[Instrucciones de trabajo]
Edita las líneas desde la que contiene "Labeling batch C. For the image above, tag the white metal" hasta la que contiene "(1305, 803)", ambas incluidas, sustituyendo "scarf" por "shawl". Reprodúcelas sin ningún otro cambio y entrega solo esas líneas.

[Datos del ejercicio]
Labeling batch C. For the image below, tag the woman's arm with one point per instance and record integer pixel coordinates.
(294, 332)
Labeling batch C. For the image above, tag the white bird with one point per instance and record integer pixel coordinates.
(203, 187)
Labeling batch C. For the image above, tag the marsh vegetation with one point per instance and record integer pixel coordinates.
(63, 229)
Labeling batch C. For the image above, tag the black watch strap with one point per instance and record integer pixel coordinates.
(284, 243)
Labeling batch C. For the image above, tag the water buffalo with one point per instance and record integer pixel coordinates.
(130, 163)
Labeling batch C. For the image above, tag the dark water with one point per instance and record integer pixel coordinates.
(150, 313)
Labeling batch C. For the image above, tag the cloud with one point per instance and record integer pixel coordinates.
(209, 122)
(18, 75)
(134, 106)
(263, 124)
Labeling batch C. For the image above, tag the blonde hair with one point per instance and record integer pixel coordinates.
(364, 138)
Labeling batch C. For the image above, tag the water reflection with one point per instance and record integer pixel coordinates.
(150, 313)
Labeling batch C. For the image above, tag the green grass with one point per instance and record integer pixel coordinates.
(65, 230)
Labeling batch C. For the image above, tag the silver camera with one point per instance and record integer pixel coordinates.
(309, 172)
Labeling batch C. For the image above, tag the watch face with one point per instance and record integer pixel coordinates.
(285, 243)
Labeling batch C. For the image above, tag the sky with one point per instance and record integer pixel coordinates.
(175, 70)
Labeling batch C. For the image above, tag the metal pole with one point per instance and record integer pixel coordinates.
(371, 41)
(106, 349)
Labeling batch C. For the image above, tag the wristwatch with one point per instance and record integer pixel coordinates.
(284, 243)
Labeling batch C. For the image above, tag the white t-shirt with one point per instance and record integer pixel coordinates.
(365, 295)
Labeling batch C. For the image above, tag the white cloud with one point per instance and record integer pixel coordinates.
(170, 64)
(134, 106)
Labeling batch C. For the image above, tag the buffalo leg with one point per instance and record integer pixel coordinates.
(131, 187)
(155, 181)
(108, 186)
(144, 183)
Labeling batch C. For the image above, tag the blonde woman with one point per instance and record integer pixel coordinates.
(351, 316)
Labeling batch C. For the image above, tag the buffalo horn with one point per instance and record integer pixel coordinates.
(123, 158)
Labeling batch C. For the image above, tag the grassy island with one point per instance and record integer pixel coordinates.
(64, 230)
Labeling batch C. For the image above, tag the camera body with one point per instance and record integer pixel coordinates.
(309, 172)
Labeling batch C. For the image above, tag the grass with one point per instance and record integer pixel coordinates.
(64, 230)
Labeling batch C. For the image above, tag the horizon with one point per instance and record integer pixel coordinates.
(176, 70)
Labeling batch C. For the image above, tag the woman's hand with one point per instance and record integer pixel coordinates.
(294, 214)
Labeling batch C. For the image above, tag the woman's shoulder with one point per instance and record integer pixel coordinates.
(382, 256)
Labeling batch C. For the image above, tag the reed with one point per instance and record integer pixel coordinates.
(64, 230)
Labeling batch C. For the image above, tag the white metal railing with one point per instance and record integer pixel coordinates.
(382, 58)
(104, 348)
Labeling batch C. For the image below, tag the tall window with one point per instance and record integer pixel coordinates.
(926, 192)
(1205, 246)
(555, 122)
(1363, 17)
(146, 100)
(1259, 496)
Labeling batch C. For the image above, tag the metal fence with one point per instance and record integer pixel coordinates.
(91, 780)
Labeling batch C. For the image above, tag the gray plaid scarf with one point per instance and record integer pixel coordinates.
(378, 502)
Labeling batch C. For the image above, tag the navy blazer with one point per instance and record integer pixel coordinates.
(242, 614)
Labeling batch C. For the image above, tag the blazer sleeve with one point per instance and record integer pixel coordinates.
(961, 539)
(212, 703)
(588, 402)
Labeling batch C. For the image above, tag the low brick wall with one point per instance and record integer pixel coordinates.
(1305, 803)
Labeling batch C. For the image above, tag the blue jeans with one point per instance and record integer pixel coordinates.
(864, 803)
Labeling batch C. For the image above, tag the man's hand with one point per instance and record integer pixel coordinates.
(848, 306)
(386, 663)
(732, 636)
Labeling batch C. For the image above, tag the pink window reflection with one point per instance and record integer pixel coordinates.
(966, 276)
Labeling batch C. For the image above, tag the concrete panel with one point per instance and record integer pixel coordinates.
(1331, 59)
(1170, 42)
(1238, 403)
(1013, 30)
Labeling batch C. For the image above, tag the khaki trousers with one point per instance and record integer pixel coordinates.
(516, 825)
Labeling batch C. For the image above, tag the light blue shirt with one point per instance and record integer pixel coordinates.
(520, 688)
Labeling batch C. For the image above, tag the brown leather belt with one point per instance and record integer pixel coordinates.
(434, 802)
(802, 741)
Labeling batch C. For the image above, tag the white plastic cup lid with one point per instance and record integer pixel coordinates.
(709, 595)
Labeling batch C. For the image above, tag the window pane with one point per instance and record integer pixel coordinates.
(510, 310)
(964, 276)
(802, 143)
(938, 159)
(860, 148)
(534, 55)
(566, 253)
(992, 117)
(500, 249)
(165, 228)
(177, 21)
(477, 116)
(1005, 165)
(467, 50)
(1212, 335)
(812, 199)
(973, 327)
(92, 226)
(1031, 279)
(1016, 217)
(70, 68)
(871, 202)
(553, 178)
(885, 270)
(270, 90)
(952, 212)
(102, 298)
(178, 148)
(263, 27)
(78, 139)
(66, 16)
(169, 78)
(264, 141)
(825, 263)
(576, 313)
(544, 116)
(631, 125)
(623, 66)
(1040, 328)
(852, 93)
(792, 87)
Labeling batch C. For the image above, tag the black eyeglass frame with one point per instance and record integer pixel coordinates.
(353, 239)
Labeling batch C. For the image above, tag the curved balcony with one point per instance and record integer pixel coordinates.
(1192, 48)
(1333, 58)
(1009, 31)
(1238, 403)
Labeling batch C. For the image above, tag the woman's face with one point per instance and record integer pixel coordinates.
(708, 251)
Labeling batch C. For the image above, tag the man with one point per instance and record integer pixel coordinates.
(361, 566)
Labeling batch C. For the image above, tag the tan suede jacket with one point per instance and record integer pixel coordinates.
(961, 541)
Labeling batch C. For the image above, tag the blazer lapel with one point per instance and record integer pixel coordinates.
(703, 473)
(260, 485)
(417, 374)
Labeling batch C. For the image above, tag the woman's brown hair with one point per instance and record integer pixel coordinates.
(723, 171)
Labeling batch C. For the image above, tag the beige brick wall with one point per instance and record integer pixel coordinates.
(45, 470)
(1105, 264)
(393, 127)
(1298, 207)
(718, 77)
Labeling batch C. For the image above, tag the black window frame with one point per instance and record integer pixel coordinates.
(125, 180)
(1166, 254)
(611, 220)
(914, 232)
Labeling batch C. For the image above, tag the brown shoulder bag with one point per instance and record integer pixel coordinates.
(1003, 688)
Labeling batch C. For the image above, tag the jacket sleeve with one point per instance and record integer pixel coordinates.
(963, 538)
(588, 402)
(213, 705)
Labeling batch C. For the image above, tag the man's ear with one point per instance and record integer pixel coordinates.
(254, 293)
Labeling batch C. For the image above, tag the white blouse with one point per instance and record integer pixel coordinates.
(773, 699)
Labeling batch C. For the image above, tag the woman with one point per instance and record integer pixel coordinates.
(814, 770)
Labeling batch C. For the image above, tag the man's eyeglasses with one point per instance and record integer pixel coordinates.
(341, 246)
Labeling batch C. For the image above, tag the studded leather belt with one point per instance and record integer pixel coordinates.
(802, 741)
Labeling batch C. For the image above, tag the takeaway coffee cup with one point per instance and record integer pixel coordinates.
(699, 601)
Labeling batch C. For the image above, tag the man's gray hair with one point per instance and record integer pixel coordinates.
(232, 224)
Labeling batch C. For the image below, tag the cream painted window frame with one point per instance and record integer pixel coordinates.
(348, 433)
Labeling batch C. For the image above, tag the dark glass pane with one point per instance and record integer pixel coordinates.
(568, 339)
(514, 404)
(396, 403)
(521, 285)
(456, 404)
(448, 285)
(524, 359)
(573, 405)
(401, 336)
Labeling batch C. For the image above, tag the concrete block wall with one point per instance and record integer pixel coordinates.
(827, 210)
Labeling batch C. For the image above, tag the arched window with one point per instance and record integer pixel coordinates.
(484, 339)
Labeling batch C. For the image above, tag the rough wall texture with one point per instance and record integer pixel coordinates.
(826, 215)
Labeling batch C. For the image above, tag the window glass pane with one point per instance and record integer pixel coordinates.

[Respuesta a tarea]
Labeling batch C. For the image above, tag the white metal railing with one point per instance and record integer pixel coordinates.
(382, 58)
(104, 348)
Labeling batch C. For the image below, tag the tall window with one point per instance and record integer pixel coordinates.
(926, 192)
(1205, 246)
(555, 122)
(1363, 17)
(146, 100)
(1259, 496)
Labeling batch C. For the image above, tag the metal fence with one point per instance and record integer pixel coordinates.
(91, 780)
Labeling batch C. For the image above, tag the gray plaid shawl with one point per instance and record integer pixel coordinates.
(378, 502)
Labeling batch C. For the image above, tag the navy blazer with one point per instance and record integer pixel coordinates.
(242, 614)
Labeling batch C. For the image above, tag the blazer sleeve with one point per instance and record integer pixel coordinates.
(961, 539)
(212, 703)
(588, 402)
Labeling batch C. For the image above, tag the low brick wall with one point per instance and record integer pixel coordinates.
(1305, 803)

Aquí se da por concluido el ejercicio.